Segment Start: EXTRACTED MATERIAL
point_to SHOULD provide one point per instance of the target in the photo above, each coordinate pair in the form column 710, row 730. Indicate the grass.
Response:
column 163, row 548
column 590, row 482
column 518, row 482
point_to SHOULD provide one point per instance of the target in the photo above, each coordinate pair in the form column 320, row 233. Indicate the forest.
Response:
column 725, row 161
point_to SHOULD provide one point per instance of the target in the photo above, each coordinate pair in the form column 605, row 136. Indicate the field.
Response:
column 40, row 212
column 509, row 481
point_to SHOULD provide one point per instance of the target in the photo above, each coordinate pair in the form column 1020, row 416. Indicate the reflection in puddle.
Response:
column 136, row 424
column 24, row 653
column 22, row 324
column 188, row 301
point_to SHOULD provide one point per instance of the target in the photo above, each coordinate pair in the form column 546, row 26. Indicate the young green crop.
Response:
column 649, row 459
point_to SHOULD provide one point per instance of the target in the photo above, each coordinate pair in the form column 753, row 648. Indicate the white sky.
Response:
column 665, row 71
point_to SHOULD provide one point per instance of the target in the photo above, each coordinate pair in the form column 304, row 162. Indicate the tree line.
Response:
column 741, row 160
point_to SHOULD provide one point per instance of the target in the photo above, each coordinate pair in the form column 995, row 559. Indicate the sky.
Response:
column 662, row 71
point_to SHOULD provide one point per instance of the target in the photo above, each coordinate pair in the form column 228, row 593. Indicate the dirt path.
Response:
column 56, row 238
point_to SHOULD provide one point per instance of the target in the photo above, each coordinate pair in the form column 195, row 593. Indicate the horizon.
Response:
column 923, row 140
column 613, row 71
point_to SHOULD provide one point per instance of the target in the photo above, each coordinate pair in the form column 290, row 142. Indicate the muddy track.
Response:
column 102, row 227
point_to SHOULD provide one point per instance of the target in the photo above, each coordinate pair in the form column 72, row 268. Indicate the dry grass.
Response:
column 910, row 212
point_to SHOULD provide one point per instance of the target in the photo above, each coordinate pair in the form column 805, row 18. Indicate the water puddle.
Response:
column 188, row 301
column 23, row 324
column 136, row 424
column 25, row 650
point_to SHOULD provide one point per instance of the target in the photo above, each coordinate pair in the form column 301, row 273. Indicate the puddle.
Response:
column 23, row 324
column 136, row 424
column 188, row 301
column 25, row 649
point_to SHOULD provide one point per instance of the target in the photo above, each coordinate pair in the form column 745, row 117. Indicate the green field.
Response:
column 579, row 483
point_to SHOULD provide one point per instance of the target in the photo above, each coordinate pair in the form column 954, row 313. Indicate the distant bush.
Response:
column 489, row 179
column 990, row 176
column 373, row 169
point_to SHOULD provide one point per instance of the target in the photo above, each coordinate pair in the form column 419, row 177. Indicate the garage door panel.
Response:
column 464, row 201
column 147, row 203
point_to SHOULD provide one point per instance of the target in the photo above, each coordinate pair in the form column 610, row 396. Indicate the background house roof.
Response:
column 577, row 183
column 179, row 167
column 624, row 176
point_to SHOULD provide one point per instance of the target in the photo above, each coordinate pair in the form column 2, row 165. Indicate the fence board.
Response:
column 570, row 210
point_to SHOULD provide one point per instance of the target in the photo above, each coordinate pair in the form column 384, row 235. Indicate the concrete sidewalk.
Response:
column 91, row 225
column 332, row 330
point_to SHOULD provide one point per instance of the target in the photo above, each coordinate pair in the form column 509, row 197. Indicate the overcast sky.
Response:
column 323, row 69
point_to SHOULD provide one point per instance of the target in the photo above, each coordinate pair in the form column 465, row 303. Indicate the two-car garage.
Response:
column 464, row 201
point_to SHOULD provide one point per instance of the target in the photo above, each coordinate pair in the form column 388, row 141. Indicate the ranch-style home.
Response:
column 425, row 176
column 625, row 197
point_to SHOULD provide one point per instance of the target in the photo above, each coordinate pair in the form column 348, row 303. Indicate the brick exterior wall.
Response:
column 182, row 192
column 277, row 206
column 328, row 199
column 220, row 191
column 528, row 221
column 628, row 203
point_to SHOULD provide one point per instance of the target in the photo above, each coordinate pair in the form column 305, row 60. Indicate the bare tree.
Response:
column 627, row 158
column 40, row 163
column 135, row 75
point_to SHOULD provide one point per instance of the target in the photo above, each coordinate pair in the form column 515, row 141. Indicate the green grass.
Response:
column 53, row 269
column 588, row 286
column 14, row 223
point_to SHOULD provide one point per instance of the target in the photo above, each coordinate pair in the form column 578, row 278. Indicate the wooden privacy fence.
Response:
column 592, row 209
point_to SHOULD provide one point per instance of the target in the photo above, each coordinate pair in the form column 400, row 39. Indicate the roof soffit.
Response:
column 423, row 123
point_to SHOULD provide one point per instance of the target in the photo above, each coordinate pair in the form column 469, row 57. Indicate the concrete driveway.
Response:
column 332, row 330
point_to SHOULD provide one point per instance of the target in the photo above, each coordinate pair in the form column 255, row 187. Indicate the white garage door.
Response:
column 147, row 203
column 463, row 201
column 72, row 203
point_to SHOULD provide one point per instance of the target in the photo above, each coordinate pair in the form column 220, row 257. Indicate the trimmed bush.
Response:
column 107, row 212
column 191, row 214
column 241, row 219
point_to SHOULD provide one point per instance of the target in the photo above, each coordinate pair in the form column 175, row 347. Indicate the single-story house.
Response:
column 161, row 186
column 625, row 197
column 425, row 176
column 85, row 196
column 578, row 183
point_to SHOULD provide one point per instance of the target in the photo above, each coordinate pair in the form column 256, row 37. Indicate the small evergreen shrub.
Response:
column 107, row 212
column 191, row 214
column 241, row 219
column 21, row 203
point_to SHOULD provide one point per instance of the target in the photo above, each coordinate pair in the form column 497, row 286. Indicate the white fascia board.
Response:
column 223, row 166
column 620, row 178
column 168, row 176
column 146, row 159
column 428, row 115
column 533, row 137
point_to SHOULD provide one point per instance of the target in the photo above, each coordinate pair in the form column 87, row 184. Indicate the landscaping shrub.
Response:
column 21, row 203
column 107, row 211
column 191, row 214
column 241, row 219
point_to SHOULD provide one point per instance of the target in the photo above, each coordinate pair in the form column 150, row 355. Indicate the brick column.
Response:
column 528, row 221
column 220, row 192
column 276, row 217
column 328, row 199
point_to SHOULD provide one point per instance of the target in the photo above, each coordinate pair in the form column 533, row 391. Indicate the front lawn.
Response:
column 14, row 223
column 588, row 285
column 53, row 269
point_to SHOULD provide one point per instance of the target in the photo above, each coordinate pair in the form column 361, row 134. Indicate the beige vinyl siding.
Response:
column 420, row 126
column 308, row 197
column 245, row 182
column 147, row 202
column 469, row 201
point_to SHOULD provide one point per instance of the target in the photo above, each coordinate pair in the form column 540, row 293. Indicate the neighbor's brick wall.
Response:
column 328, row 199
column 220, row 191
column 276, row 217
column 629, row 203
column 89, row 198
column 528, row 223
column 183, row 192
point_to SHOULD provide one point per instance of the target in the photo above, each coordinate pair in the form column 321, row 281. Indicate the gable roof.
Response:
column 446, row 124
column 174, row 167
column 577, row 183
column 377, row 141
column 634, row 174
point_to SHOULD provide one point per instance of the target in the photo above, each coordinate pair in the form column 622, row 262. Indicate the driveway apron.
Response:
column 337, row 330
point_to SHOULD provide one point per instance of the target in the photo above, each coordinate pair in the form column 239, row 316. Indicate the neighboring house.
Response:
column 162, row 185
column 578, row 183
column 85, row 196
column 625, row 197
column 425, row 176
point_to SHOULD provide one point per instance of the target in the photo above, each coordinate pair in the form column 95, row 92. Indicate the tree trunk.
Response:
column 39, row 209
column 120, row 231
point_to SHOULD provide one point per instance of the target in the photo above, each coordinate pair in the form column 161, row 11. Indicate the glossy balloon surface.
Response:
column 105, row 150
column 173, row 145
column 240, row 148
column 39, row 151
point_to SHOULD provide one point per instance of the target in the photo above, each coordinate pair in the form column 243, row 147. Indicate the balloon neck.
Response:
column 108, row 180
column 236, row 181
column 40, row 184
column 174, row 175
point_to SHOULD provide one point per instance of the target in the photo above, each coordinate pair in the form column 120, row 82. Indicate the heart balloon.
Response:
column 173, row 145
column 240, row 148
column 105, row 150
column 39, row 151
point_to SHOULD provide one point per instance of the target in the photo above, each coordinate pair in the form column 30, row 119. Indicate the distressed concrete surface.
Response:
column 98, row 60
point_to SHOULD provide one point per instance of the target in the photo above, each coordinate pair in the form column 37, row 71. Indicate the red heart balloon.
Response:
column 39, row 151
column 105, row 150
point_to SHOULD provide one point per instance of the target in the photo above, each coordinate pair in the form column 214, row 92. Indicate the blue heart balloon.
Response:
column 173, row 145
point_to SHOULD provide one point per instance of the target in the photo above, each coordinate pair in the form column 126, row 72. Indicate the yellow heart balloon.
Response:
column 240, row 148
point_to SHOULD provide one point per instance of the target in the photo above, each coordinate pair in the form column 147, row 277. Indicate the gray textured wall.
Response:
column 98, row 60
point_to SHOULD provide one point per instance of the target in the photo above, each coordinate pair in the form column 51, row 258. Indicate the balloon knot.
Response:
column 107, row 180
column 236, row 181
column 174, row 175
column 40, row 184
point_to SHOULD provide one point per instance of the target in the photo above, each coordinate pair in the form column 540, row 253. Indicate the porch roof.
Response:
Segment End: EXTRACTED MATERIAL
Work out how many lines of the data above contain the string "surface" and give the number alone.

**COMPLETED EXERCISE**
2